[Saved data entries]
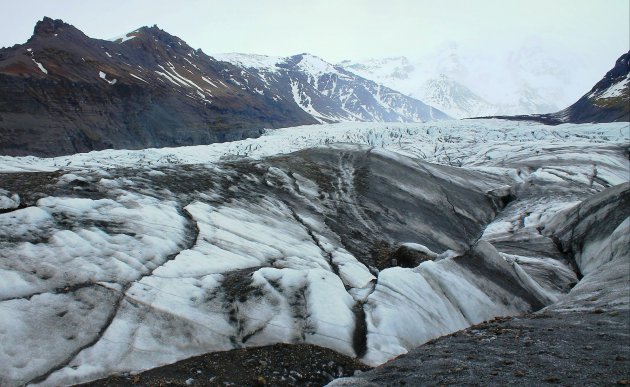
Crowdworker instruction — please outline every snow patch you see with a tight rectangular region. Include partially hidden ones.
[110,31,137,43]
[212,53,281,73]
[99,71,117,85]
[129,73,149,83]
[32,59,47,74]
[0,189,20,210]
[597,74,630,99]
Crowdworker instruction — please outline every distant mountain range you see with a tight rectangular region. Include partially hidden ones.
[483,51,630,124]
[0,18,625,157]
[0,18,448,157]
[338,41,592,119]
[339,56,495,119]
[415,74,496,119]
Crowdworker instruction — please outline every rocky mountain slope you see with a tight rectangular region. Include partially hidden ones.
[213,53,450,123]
[553,50,630,123]
[0,119,627,386]
[0,18,448,158]
[485,51,630,124]
[0,17,322,157]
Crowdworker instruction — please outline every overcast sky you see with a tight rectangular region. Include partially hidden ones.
[2,0,628,71]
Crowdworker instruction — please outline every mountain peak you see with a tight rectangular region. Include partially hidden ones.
[289,53,337,75]
[289,53,326,62]
[589,50,630,94]
[33,17,74,37]
[127,24,191,49]
[136,24,164,36]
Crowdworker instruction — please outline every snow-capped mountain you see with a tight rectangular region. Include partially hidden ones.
[0,17,321,157]
[418,74,496,119]
[339,41,593,118]
[489,51,630,124]
[213,52,450,123]
[339,56,503,118]
[0,18,449,158]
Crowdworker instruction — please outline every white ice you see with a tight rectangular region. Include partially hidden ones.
[0,119,628,386]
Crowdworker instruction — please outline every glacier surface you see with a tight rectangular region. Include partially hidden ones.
[0,119,628,386]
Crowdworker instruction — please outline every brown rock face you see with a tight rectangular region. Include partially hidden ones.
[0,17,317,157]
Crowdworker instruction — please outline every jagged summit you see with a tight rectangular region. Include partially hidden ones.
[555,50,629,123]
[134,24,186,45]
[283,52,339,75]
[419,74,496,118]
[33,16,69,36]
[29,17,88,42]
[108,24,194,52]
[586,51,629,98]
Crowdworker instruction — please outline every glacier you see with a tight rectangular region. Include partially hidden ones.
[0,119,628,386]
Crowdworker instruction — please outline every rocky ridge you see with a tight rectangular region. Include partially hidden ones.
[0,18,449,158]
[0,18,323,157]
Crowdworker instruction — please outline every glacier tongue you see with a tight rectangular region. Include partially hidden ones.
[0,120,628,386]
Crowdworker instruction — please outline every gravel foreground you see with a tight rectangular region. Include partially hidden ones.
[330,309,630,386]
[74,343,370,387]
[75,307,629,387]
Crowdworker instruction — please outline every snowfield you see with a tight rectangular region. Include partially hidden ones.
[0,119,628,386]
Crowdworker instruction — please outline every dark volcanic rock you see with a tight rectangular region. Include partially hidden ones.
[560,51,630,124]
[329,311,630,387]
[0,17,317,157]
[389,244,436,268]
[0,18,450,158]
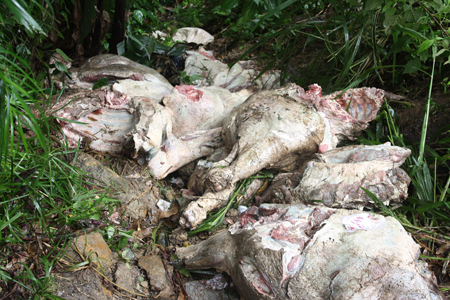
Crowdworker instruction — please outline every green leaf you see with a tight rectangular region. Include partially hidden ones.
[403,58,422,74]
[55,49,72,62]
[416,201,447,213]
[241,1,258,21]
[438,137,450,144]
[393,24,427,41]
[92,77,109,90]
[364,0,383,11]
[178,267,191,277]
[383,15,404,29]
[54,61,69,74]
[80,0,96,40]
[117,236,128,250]
[2,0,44,34]
[404,7,423,23]
[220,0,240,11]
[417,40,434,53]
[360,187,396,217]
[133,10,144,24]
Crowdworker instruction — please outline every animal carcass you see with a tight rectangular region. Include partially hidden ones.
[177,204,444,300]
[180,84,386,228]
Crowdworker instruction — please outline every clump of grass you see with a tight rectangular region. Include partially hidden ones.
[0,45,116,299]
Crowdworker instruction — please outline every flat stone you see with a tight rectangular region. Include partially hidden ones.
[185,280,240,300]
[74,152,130,193]
[138,255,173,298]
[115,261,139,296]
[55,269,110,300]
[73,231,113,270]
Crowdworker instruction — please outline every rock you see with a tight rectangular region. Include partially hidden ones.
[73,152,158,220]
[115,261,139,296]
[138,255,173,298]
[184,49,280,92]
[169,227,188,246]
[177,204,445,300]
[73,231,114,270]
[185,276,240,300]
[55,269,111,300]
[173,27,214,45]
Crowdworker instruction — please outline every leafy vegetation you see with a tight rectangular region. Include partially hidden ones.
[1,0,450,297]
[0,1,118,297]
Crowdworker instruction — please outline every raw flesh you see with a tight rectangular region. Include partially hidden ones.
[50,88,136,152]
[162,85,252,137]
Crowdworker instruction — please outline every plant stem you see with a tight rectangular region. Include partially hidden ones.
[418,45,436,164]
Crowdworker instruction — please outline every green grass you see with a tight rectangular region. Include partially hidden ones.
[0,46,117,299]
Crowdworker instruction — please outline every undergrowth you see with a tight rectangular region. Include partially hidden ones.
[1,0,450,297]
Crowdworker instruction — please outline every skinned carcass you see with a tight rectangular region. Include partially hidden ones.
[132,85,252,178]
[67,54,173,102]
[50,88,137,152]
[294,142,412,209]
[180,84,386,228]
[51,68,251,176]
[177,204,445,300]
[184,49,281,92]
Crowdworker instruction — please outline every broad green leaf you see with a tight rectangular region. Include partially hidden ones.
[54,61,69,73]
[403,58,422,74]
[384,6,396,18]
[404,7,423,23]
[364,0,383,10]
[178,267,191,277]
[242,1,258,21]
[383,15,404,29]
[417,40,434,53]
[427,0,446,13]
[92,77,109,90]
[133,10,144,24]
[117,236,128,250]
[2,0,44,34]
[80,0,96,40]
[219,0,240,11]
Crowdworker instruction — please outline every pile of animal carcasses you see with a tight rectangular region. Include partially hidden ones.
[48,35,440,299]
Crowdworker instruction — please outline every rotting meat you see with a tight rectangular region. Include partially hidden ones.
[177,204,445,300]
[180,83,386,229]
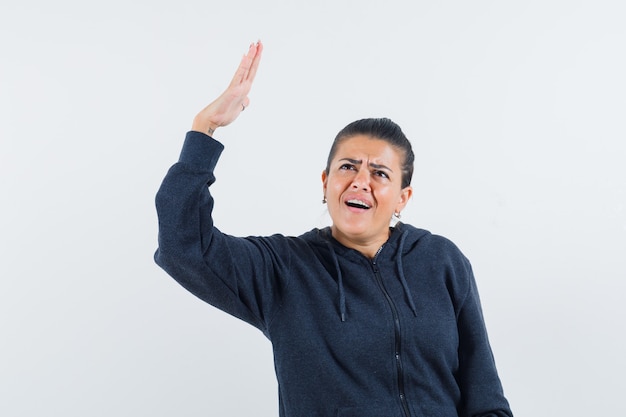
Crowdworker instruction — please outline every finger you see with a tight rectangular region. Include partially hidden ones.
[230,43,257,87]
[246,41,263,82]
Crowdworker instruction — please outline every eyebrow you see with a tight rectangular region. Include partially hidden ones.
[339,158,393,172]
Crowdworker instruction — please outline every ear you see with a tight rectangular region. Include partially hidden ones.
[321,170,328,194]
[396,186,413,213]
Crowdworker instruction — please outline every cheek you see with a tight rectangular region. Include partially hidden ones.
[326,176,349,194]
[328,184,344,200]
[373,188,401,207]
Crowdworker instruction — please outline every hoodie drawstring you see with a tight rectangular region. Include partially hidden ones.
[324,228,417,322]
[396,230,419,317]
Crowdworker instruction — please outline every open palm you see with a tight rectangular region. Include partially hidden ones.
[192,41,263,135]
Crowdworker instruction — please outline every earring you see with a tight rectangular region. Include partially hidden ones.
[322,196,327,204]
[393,211,401,219]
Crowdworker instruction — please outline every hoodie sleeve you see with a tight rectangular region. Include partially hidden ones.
[453,255,513,417]
[154,131,289,333]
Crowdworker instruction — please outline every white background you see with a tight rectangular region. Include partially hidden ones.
[1,1,625,416]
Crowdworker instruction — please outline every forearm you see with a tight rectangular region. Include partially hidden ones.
[154,132,224,283]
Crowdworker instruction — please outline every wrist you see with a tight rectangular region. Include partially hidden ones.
[191,115,219,137]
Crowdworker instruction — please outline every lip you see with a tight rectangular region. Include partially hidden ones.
[342,193,373,212]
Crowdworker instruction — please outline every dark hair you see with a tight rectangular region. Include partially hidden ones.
[325,118,414,188]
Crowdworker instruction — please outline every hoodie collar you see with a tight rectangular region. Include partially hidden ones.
[317,223,419,321]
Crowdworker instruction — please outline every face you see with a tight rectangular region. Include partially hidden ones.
[322,135,413,252]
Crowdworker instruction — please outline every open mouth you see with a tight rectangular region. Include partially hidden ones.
[346,199,371,210]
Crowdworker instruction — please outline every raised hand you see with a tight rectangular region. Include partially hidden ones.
[192,41,263,136]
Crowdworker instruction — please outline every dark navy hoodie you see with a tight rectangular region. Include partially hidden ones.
[154,131,513,417]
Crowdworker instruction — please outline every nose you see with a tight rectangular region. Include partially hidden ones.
[351,168,371,192]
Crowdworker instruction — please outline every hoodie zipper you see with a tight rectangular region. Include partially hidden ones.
[371,247,412,417]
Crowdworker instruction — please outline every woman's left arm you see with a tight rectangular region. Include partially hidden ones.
[456,258,514,417]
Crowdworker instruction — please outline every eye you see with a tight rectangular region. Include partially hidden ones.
[339,163,356,171]
[373,170,389,179]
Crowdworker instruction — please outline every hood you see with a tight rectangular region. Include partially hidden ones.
[301,223,431,322]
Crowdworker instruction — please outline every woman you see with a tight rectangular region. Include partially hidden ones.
[154,42,513,417]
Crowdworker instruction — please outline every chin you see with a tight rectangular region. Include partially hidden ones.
[334,221,374,239]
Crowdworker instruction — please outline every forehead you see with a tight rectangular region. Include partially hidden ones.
[333,135,403,166]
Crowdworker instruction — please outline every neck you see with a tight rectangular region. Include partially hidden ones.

_Required action:_
Repeat, without changes, every line from the one that contains "Crowdworker instruction — please outline every forehead" through the final line of the data.

_Problem solution:_
Crowdworker instruction — please outline every forehead you see with a tight rectangular region. Include partially hidden ones.
[333,135,403,166]
Crowdworker instruction — please outline every neck you see with a tight rectangular region. Include partially hidden ones.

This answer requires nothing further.